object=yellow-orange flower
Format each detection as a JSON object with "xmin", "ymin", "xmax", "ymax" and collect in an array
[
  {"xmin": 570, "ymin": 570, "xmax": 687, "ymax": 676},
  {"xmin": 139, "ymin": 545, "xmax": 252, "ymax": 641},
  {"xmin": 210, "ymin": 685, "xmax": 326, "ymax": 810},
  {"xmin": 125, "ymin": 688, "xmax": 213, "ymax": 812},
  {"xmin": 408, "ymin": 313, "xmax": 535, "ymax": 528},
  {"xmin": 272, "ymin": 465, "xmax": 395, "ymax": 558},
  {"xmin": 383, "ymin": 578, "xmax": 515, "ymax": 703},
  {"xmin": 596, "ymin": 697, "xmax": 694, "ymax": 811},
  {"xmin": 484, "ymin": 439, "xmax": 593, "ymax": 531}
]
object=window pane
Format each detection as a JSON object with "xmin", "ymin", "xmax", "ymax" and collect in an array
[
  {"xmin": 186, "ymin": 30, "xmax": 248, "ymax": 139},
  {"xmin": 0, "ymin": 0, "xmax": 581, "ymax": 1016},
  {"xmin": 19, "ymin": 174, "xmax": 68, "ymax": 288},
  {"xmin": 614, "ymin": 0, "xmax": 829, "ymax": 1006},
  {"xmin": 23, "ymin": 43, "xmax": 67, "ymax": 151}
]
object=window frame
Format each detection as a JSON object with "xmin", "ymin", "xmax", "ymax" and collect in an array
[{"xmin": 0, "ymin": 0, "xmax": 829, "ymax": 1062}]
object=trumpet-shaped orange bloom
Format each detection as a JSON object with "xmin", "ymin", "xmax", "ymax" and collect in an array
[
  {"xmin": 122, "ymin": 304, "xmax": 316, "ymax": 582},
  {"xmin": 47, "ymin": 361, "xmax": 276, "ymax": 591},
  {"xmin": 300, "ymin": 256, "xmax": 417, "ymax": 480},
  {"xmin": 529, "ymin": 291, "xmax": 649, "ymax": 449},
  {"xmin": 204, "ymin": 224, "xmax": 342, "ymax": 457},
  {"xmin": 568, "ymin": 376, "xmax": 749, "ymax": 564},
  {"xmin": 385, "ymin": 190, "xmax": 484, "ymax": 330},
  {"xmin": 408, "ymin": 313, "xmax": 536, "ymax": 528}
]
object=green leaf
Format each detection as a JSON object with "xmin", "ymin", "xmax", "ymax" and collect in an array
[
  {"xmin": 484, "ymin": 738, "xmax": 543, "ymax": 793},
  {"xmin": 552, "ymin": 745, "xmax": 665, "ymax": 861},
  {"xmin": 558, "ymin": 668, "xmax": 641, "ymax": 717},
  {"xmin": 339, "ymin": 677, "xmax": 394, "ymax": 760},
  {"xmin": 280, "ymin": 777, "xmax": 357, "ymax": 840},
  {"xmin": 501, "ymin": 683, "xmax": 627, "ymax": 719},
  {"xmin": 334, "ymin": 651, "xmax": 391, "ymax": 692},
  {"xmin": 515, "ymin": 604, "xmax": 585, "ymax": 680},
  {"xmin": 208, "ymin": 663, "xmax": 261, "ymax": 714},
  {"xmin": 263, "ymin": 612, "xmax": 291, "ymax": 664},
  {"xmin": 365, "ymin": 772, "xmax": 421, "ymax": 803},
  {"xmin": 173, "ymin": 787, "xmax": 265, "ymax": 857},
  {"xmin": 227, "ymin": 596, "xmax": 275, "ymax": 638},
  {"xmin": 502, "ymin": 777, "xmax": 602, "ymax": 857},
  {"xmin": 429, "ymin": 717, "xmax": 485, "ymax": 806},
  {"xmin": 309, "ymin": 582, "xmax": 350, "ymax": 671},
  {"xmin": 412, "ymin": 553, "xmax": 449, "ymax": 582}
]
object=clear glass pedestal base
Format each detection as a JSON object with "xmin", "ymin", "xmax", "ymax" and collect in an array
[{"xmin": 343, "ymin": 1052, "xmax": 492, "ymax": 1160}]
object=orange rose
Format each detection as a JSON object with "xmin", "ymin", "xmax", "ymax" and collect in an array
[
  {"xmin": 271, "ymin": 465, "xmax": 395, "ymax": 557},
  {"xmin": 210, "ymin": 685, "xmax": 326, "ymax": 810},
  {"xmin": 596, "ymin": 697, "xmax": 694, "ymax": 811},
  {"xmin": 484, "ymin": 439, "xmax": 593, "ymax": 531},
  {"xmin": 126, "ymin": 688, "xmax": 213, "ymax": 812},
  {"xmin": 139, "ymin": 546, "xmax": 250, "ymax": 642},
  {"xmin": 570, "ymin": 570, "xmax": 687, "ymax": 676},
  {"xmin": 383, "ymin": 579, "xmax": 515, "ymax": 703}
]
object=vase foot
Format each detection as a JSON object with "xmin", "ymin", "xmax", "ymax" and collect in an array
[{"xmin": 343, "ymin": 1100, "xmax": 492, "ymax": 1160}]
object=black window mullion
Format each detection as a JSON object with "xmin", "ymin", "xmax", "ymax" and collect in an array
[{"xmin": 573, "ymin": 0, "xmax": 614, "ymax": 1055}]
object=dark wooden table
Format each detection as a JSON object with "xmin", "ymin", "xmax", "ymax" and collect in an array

====

Set problem – Render every line of the items above as a Markdown table with two columns, No. and Line. Number the rows in order and leave out any blank lines.

Expected output –
| No. | Line |
|---|---|
| 1 | object=yellow-orange flower |
| 2 | Format each detection as a JSON object with "xmin", "ymin", "xmax", "ymax" and collect in an array |
| 3 | [ |
| 4 |   {"xmin": 570, "ymin": 570, "xmax": 687, "ymax": 676}, |
| 5 |   {"xmin": 139, "ymin": 545, "xmax": 252, "ymax": 641}, |
| 6 |   {"xmin": 210, "ymin": 685, "xmax": 326, "ymax": 810}, |
| 7 |   {"xmin": 125, "ymin": 688, "xmax": 213, "ymax": 812}, |
| 8 |   {"xmin": 408, "ymin": 313, "xmax": 535, "ymax": 528}, |
| 9 |   {"xmin": 272, "ymin": 465, "xmax": 395, "ymax": 558}, |
| 10 |   {"xmin": 383, "ymin": 578, "xmax": 515, "ymax": 703}, |
| 11 |   {"xmin": 596, "ymin": 697, "xmax": 694, "ymax": 811}, |
| 12 |   {"xmin": 484, "ymin": 439, "xmax": 593, "ymax": 531} |
| 13 | ] |
| 14 | object=window pane |
| 15 | Format each detection as a JSON object with "xmin", "ymin", "xmax", "ymax" and collect in an array |
| 16 | [ |
| 17 |   {"xmin": 186, "ymin": 30, "xmax": 248, "ymax": 139}, |
| 18 |   {"xmin": 0, "ymin": 0, "xmax": 581, "ymax": 1016}, |
| 19 |   {"xmin": 19, "ymin": 174, "xmax": 68, "ymax": 288}, |
| 20 |   {"xmin": 614, "ymin": 0, "xmax": 829, "ymax": 1006}, |
| 21 |   {"xmin": 23, "ymin": 43, "xmax": 67, "ymax": 151} |
| 22 | ] |
| 23 | object=window frame |
| 24 | Format each detection as a JSON object with "xmin", "ymin", "xmax", "ymax" and collect in an array |
| 25 | [{"xmin": 0, "ymin": 0, "xmax": 829, "ymax": 1062}] |
| 26 | object=trumpet-shaped orange bloom |
| 27 | Format each detection as a JSON object with "xmin", "ymin", "xmax", "ymax" and collect in an array |
| 28 | [ |
| 29 |   {"xmin": 122, "ymin": 304, "xmax": 316, "ymax": 582}, |
| 30 |   {"xmin": 47, "ymin": 361, "xmax": 276, "ymax": 591}, |
| 31 |   {"xmin": 300, "ymin": 256, "xmax": 417, "ymax": 480}, |
| 32 |   {"xmin": 529, "ymin": 291, "xmax": 649, "ymax": 449}, |
| 33 |   {"xmin": 204, "ymin": 224, "xmax": 342, "ymax": 457}, |
| 34 |   {"xmin": 568, "ymin": 376, "xmax": 749, "ymax": 564}, |
| 35 |   {"xmin": 385, "ymin": 190, "xmax": 484, "ymax": 330}, |
| 36 |   {"xmin": 408, "ymin": 313, "xmax": 536, "ymax": 528} |
| 37 | ] |
| 38 | object=green leaf |
| 39 | Format each detection as a JSON object with "xmin", "ymin", "xmax", "ymax" and collect in an array |
| 40 | [ |
| 41 |   {"xmin": 484, "ymin": 738, "xmax": 543, "ymax": 793}, |
| 42 |   {"xmin": 552, "ymin": 745, "xmax": 665, "ymax": 861}, |
| 43 |   {"xmin": 558, "ymin": 668, "xmax": 641, "ymax": 717}, |
| 44 |   {"xmin": 339, "ymin": 677, "xmax": 394, "ymax": 760}, |
| 45 |   {"xmin": 280, "ymin": 777, "xmax": 357, "ymax": 840}, |
| 46 |   {"xmin": 501, "ymin": 683, "xmax": 627, "ymax": 719}, |
| 47 |   {"xmin": 334, "ymin": 651, "xmax": 391, "ymax": 692}, |
| 48 |   {"xmin": 515, "ymin": 604, "xmax": 585, "ymax": 680}, |
| 49 |   {"xmin": 208, "ymin": 663, "xmax": 261, "ymax": 714}, |
| 50 |   {"xmin": 263, "ymin": 612, "xmax": 291, "ymax": 664}, |
| 51 |   {"xmin": 365, "ymin": 772, "xmax": 421, "ymax": 803}, |
| 52 |   {"xmin": 173, "ymin": 787, "xmax": 265, "ymax": 857}, |
| 53 |   {"xmin": 227, "ymin": 596, "xmax": 275, "ymax": 638}, |
| 54 |   {"xmin": 502, "ymin": 777, "xmax": 602, "ymax": 857}, |
| 55 |   {"xmin": 429, "ymin": 717, "xmax": 485, "ymax": 806}, |
| 56 |   {"xmin": 309, "ymin": 582, "xmax": 350, "ymax": 671}, |
| 57 |   {"xmin": 412, "ymin": 553, "xmax": 449, "ymax": 582} |
| 58 | ] |
| 59 | object=clear glass pedestal base |
| 60 | Format each detection as a JSON object with "xmin", "ymin", "xmax", "ymax" and collect in an array |
| 61 | [{"xmin": 343, "ymin": 1052, "xmax": 492, "ymax": 1160}] |
| 62 | object=orange rose |
| 63 | Format each detection as a JSON object with "xmin", "ymin", "xmax", "ymax" and collect in an array |
| 64 | [ |
| 65 |   {"xmin": 271, "ymin": 465, "xmax": 395, "ymax": 557}, |
| 66 |   {"xmin": 210, "ymin": 685, "xmax": 326, "ymax": 810}, |
| 67 |   {"xmin": 596, "ymin": 697, "xmax": 694, "ymax": 811}, |
| 68 |   {"xmin": 484, "ymin": 439, "xmax": 593, "ymax": 531}, |
| 69 |   {"xmin": 126, "ymin": 688, "xmax": 213, "ymax": 812}, |
| 70 |   {"xmin": 139, "ymin": 546, "xmax": 250, "ymax": 642}, |
| 71 |   {"xmin": 570, "ymin": 570, "xmax": 687, "ymax": 676}, |
| 72 |   {"xmin": 383, "ymin": 579, "xmax": 515, "ymax": 703} |
| 73 | ] |
| 74 | object=vase foot |
| 75 | Format each detection as a JSON object with "xmin", "ymin", "xmax", "ymax" and collect in an array |
| 76 | [{"xmin": 343, "ymin": 1100, "xmax": 492, "ymax": 1160}] |
| 77 | object=black window mullion |
| 78 | Format each detection as a JSON object with "xmin", "ymin", "xmax", "ymax" and collect in an array |
| 79 | [{"xmin": 573, "ymin": 0, "xmax": 614, "ymax": 1055}] |
| 80 | object=dark wooden table |
| 81 | Format each detection as a JSON object with "xmin", "ymin", "xmax", "ymax" and collect in an array |